→ Reading passage
** START **
After the Maya44 I tried also an M-Audio 192 soundcard. Every 20 to 30 seconds I got pops in digital outpout when having sample rates > 44.1 kHz. Regardless which asio buffer sizes or PCI settings were used.
Also 176.4 kHz digital output did not work with the M-Audio. The M-Audio resamples to 88.2 kHz. Dont know if it resamples in general or it was caused by a special configuration of my system.

Finally I bought a used professional soundcard (RME Hammerfall DSP 9632) at ebay. Perfect soundcard in my opinion. The bulid quality is excellent. Processor load during playback is very low (around 1-2%), no trouble with drivers and works with windows 7. It also support AES/EBU so I can use the S/PDIF and Toslink inputs of my Apogee DAC for other source devices. I did not test analog out of the soundcard, but I expect it will be very good also.

Arne
 
M-Audio 192 uses regular internal clock circuits of Envy24HT. This part of the chip has a bug, causing it to run at 88.2kHz instead of 176.4kHz. The driver can do nothing about it. Therefore, later cards using this chip (ESI Juli, Infrasonic Quartet) have external clock circuits, avoiding the clock-generation part of the chip and allowing proper 176.4kHz output.
** END **
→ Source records
** START **
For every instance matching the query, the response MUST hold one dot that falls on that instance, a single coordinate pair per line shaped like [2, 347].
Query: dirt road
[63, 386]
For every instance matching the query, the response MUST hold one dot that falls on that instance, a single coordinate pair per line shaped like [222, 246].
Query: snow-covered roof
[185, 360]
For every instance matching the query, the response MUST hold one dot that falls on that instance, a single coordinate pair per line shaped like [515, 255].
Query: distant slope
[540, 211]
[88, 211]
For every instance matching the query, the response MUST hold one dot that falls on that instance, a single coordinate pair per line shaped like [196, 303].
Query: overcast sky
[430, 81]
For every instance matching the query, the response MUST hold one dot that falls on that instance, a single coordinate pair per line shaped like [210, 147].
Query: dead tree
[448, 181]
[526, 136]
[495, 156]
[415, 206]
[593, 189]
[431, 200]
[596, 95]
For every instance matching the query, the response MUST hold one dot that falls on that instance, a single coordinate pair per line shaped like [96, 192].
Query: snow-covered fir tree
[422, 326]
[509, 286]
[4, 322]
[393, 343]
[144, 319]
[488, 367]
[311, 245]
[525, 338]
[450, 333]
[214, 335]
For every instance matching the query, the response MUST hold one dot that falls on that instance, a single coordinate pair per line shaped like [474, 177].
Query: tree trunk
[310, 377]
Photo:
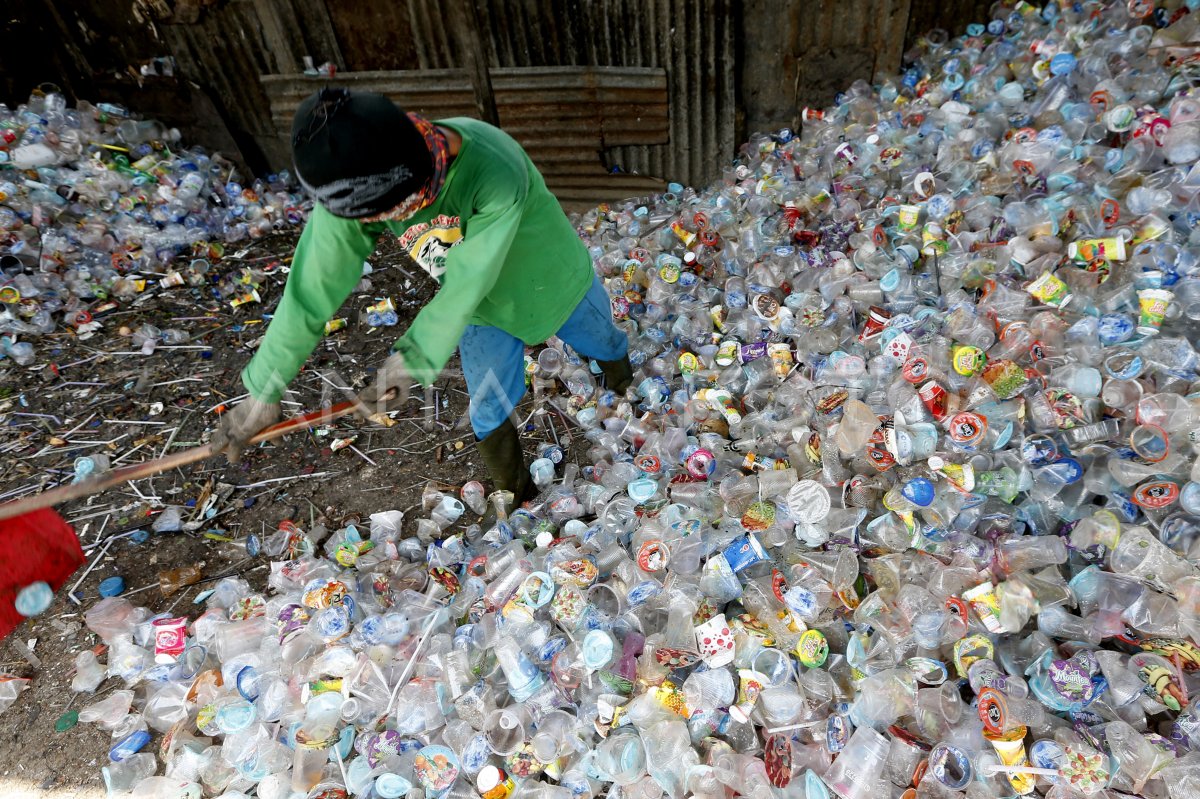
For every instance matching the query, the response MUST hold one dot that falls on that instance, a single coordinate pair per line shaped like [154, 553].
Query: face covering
[439, 150]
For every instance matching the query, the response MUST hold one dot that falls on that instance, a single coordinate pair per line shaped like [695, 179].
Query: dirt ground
[145, 406]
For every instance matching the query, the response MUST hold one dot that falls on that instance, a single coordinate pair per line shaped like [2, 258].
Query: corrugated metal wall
[693, 40]
[717, 54]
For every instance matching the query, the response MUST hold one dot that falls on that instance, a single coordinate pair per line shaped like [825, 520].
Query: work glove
[238, 426]
[389, 391]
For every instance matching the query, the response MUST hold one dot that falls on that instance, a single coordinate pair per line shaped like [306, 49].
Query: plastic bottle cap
[34, 599]
[112, 587]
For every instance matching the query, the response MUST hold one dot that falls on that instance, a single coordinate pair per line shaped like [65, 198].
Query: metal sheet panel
[430, 92]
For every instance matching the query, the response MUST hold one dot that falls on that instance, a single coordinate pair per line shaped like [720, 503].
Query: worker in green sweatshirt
[467, 204]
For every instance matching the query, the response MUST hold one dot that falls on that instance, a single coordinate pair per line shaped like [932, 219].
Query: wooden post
[475, 53]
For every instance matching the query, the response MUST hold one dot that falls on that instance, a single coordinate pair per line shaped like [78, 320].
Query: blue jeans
[493, 361]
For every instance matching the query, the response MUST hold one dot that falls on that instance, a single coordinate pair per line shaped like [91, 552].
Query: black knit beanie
[357, 152]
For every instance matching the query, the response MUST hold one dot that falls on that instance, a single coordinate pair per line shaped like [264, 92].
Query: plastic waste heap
[904, 500]
[99, 206]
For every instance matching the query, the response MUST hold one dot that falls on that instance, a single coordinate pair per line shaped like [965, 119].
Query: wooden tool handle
[138, 470]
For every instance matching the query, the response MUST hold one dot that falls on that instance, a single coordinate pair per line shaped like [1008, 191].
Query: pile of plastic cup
[904, 500]
[99, 206]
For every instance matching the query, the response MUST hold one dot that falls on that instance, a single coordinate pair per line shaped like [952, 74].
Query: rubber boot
[505, 463]
[617, 374]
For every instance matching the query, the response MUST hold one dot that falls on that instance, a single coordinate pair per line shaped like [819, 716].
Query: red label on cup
[1156, 494]
[169, 636]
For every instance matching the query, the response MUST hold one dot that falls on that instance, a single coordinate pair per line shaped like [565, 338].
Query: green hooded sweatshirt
[495, 238]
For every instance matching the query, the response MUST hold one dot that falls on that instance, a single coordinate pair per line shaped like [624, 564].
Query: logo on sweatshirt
[430, 242]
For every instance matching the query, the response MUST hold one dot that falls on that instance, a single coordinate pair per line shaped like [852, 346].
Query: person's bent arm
[327, 266]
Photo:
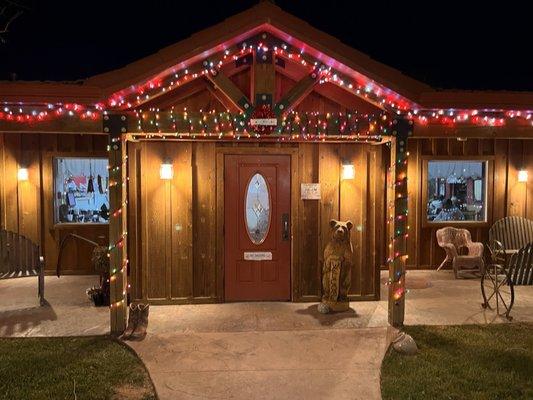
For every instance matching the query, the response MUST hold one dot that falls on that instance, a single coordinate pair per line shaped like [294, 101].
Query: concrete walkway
[261, 351]
[68, 313]
[257, 350]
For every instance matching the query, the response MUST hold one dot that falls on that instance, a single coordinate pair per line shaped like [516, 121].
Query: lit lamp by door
[22, 174]
[522, 175]
[347, 170]
[166, 171]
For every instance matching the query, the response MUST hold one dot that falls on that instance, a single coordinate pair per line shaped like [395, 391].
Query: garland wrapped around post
[397, 222]
[115, 126]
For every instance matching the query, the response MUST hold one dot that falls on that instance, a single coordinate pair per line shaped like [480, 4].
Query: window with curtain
[81, 188]
[456, 190]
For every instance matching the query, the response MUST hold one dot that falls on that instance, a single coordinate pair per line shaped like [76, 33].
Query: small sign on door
[257, 255]
[310, 191]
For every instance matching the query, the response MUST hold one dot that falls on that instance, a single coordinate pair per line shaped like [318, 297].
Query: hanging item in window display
[77, 200]
[456, 190]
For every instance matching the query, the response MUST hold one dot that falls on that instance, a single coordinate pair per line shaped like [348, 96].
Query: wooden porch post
[398, 225]
[115, 126]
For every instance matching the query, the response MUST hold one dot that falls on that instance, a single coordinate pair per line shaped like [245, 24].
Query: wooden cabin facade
[321, 130]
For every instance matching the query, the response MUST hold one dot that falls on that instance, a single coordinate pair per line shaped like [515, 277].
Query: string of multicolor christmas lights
[398, 220]
[358, 84]
[118, 174]
[293, 126]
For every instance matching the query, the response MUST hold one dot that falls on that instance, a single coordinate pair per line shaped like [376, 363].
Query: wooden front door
[257, 227]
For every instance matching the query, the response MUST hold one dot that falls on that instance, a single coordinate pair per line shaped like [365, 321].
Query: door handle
[285, 230]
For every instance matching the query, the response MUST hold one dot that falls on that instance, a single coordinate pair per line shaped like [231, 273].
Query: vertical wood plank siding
[177, 231]
[507, 196]
[26, 207]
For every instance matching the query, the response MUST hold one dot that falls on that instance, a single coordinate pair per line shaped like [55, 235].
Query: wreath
[264, 111]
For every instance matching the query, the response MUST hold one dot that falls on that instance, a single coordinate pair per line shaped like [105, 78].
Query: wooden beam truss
[115, 125]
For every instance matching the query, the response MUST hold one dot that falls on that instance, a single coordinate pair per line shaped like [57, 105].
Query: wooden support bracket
[230, 90]
[297, 93]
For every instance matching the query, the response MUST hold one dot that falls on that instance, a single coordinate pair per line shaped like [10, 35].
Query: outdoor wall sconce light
[348, 170]
[166, 171]
[23, 174]
[522, 175]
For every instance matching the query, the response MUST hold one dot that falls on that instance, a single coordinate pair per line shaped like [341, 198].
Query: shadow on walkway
[327, 319]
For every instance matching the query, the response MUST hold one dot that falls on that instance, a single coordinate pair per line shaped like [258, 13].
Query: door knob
[285, 230]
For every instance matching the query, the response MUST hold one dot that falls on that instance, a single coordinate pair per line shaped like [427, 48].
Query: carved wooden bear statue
[337, 268]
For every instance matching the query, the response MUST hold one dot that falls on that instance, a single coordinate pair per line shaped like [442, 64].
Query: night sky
[463, 45]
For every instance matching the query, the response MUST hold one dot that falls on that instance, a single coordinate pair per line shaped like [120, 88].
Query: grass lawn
[463, 362]
[71, 368]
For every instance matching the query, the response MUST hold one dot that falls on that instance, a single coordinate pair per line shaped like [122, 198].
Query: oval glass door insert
[257, 209]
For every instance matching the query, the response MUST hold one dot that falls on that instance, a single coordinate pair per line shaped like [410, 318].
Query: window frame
[489, 186]
[53, 156]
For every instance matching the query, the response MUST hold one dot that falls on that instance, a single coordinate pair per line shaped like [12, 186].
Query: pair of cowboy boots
[137, 322]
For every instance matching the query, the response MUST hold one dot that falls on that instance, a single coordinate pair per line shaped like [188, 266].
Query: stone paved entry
[261, 351]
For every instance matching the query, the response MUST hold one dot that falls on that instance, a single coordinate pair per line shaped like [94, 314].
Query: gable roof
[263, 17]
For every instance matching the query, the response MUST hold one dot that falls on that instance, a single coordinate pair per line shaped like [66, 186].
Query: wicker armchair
[455, 241]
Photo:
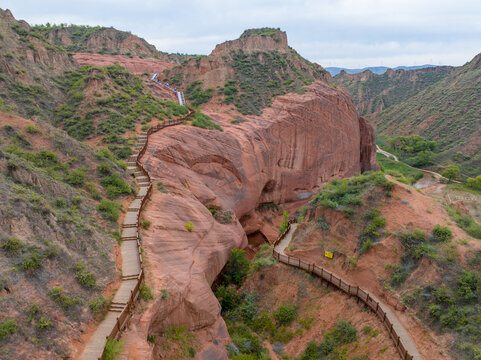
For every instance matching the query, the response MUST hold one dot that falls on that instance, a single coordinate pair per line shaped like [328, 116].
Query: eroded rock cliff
[282, 156]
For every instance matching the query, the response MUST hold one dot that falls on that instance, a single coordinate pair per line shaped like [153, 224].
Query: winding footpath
[402, 340]
[120, 309]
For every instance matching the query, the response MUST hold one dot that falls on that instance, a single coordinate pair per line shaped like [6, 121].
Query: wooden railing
[124, 316]
[349, 289]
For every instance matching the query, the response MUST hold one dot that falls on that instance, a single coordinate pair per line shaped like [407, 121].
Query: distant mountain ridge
[375, 69]
[447, 111]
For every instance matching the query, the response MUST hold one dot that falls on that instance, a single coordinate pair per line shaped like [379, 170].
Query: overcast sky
[345, 33]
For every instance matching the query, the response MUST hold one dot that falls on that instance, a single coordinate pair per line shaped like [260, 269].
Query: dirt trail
[399, 328]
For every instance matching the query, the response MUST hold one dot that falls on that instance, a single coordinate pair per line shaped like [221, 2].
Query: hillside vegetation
[253, 77]
[56, 252]
[447, 112]
[421, 259]
[372, 93]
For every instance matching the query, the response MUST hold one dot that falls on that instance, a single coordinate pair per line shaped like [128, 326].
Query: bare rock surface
[135, 65]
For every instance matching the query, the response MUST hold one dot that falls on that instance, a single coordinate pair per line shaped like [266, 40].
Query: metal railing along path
[132, 266]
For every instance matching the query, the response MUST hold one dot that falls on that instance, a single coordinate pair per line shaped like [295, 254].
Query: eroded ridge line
[120, 310]
[403, 342]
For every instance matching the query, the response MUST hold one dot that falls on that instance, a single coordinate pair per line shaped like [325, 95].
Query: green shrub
[245, 340]
[115, 186]
[343, 333]
[145, 293]
[451, 172]
[435, 311]
[12, 245]
[468, 285]
[98, 304]
[76, 177]
[77, 200]
[85, 277]
[441, 233]
[236, 268]
[228, 297]
[145, 223]
[8, 327]
[204, 122]
[286, 314]
[112, 349]
[285, 222]
[32, 129]
[264, 324]
[196, 94]
[57, 293]
[104, 169]
[44, 323]
[96, 195]
[161, 187]
[60, 203]
[474, 183]
[31, 259]
[109, 210]
[366, 245]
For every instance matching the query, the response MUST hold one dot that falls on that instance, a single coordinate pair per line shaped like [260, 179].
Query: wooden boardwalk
[132, 268]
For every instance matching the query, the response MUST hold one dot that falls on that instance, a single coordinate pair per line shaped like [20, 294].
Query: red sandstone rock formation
[368, 146]
[284, 155]
[134, 65]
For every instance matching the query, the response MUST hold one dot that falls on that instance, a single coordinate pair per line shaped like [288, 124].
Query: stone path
[398, 327]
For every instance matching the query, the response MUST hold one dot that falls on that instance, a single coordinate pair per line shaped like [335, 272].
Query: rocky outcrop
[217, 68]
[276, 42]
[368, 146]
[282, 156]
[103, 39]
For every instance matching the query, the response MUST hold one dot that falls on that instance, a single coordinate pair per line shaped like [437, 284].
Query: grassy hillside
[405, 240]
[248, 79]
[447, 112]
[372, 93]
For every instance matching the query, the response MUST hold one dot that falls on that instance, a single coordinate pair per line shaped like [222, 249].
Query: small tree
[451, 172]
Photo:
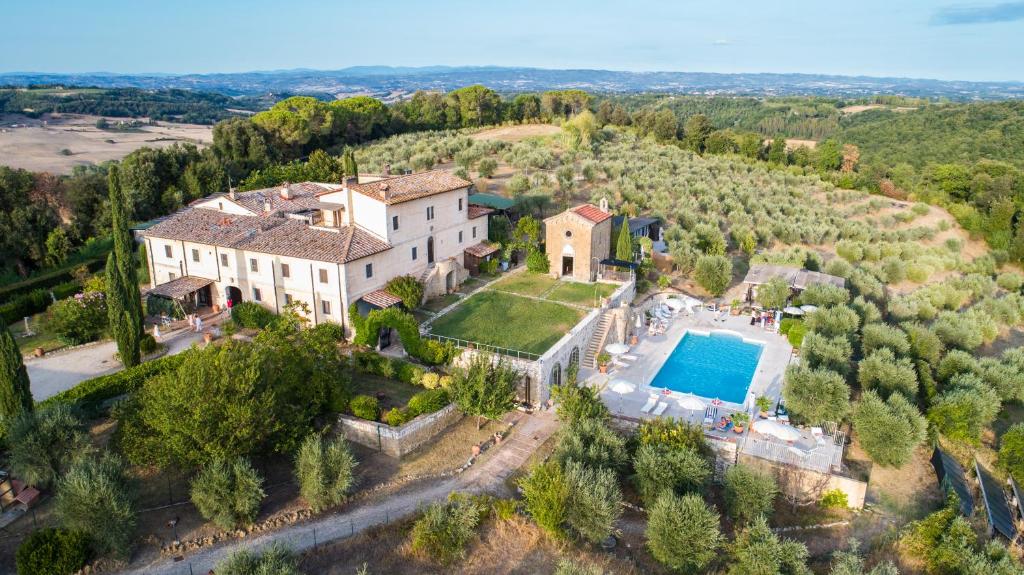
** END **
→ Required tasks
a. List every soundcard named in the soundcard discussion.
b. Translate this sentence from the soundcard discussion into Spanish: "This part of the chip has a bug, causing it to run at 88.2kHz instead of 176.4kHz."
c. Extend the soundcard discussion past its final sentence.

→ Exercise responses
a. Maya44, M-Audio 192, RME Hammerfall DSP 9632, ESI Juli, Infrasonic Quartet

b. Esta parte del chip tiene un error que hace que funcione a 88,2 kHz en lugar de 176,4 kHz.

c.
check out the lynx cards, I can also recommend the RME9632 if you can do a little DIY you can mod it to sound even better. with a simple HD15 cable you can pull balanced output from it (the official cable is a bit pricey) and it will also turn your PC into a very nice transport with AES output if you wish to move further. (i'm doing this feeding a sabre dac) the best thing about this baby is the drivers are totally rock solid, I havent had a single driver related crash in the 4 years of owning mine. the M-Ausio is left in the dust by either card. I had a delta66 before the RME and it sounds downright bad by comparison.
 
Onkyo Wavio boards

Onkyo Wavio 24/196 SE200PCI

check out the specs.

fabulous card. i own five.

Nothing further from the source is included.